§ Excerpted records
** Start **
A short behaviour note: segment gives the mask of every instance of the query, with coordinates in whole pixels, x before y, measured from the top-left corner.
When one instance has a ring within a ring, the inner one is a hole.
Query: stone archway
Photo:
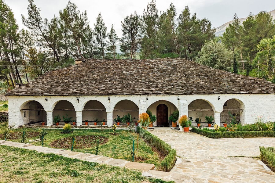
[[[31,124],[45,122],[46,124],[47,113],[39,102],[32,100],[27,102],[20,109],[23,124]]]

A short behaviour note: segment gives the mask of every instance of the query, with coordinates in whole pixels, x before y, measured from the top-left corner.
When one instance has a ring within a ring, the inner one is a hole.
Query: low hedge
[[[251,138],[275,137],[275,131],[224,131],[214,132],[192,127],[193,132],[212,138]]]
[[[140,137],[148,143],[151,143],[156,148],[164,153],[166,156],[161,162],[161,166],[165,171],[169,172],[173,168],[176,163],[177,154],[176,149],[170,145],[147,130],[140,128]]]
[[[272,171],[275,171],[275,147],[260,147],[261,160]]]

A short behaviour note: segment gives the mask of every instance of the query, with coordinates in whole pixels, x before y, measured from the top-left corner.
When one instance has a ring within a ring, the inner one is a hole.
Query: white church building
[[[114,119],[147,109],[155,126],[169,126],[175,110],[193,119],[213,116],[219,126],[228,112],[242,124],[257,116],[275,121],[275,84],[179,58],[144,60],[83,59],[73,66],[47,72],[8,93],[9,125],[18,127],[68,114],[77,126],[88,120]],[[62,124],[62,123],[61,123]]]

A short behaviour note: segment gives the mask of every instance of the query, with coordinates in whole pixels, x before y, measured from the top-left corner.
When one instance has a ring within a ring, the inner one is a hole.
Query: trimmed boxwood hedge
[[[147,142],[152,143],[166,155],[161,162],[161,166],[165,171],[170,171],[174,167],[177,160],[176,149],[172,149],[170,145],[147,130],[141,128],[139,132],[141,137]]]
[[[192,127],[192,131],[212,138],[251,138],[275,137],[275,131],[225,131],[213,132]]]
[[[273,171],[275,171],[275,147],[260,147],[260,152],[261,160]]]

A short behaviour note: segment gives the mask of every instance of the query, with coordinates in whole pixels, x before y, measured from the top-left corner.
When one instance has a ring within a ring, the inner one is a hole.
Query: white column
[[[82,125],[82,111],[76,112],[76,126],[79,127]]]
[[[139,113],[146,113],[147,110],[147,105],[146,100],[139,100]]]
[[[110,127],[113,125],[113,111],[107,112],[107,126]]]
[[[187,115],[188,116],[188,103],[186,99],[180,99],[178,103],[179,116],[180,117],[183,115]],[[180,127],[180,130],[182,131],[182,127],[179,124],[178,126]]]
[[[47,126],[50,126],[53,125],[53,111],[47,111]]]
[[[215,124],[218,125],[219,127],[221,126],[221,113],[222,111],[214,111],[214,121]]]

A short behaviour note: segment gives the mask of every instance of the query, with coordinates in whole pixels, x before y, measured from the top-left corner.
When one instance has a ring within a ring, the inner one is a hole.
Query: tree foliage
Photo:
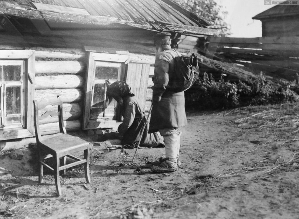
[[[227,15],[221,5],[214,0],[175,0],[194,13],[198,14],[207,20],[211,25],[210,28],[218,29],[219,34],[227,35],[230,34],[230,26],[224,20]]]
** End **
** Start **
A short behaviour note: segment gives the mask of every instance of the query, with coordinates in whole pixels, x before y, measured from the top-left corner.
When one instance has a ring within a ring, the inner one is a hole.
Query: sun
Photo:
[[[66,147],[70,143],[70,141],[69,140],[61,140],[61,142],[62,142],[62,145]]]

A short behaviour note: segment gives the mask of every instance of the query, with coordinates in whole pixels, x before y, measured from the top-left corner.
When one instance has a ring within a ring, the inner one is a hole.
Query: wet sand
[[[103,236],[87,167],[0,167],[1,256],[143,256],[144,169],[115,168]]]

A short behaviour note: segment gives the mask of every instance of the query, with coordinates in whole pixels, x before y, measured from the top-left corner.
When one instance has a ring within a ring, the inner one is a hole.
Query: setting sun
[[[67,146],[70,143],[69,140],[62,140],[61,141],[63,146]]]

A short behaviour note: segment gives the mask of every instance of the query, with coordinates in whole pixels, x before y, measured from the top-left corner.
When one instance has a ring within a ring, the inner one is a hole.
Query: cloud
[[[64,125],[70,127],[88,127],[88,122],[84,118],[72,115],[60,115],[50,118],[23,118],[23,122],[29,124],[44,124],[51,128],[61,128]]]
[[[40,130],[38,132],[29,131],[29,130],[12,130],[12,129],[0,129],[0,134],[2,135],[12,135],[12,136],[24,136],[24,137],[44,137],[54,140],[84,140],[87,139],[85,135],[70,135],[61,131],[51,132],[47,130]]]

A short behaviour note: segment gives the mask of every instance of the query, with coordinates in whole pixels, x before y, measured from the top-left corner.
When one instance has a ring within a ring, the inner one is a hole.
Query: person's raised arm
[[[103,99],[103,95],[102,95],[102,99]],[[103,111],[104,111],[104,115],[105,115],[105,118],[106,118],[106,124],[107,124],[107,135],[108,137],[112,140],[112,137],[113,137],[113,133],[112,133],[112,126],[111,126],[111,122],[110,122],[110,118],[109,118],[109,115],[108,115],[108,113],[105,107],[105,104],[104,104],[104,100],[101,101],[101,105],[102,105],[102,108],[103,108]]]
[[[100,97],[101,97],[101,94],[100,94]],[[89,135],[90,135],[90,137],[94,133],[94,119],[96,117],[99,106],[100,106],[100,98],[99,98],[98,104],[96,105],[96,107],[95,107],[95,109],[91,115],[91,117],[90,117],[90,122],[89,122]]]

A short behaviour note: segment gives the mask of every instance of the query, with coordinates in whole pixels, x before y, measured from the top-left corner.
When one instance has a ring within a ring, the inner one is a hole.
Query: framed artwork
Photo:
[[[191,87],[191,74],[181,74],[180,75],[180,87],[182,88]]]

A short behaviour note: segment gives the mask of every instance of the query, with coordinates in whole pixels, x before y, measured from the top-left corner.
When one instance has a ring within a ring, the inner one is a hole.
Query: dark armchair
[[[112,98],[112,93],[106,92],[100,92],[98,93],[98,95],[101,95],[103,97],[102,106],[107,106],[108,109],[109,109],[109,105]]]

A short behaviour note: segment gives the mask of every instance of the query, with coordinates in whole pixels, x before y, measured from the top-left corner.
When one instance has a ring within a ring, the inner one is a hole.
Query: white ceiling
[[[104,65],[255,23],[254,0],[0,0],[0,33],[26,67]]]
** End **
§ Problem details
Return every line of the data above that contains the word "white".

§ Answer to this task
Query: white church building
Query: white column
Query: white ceiling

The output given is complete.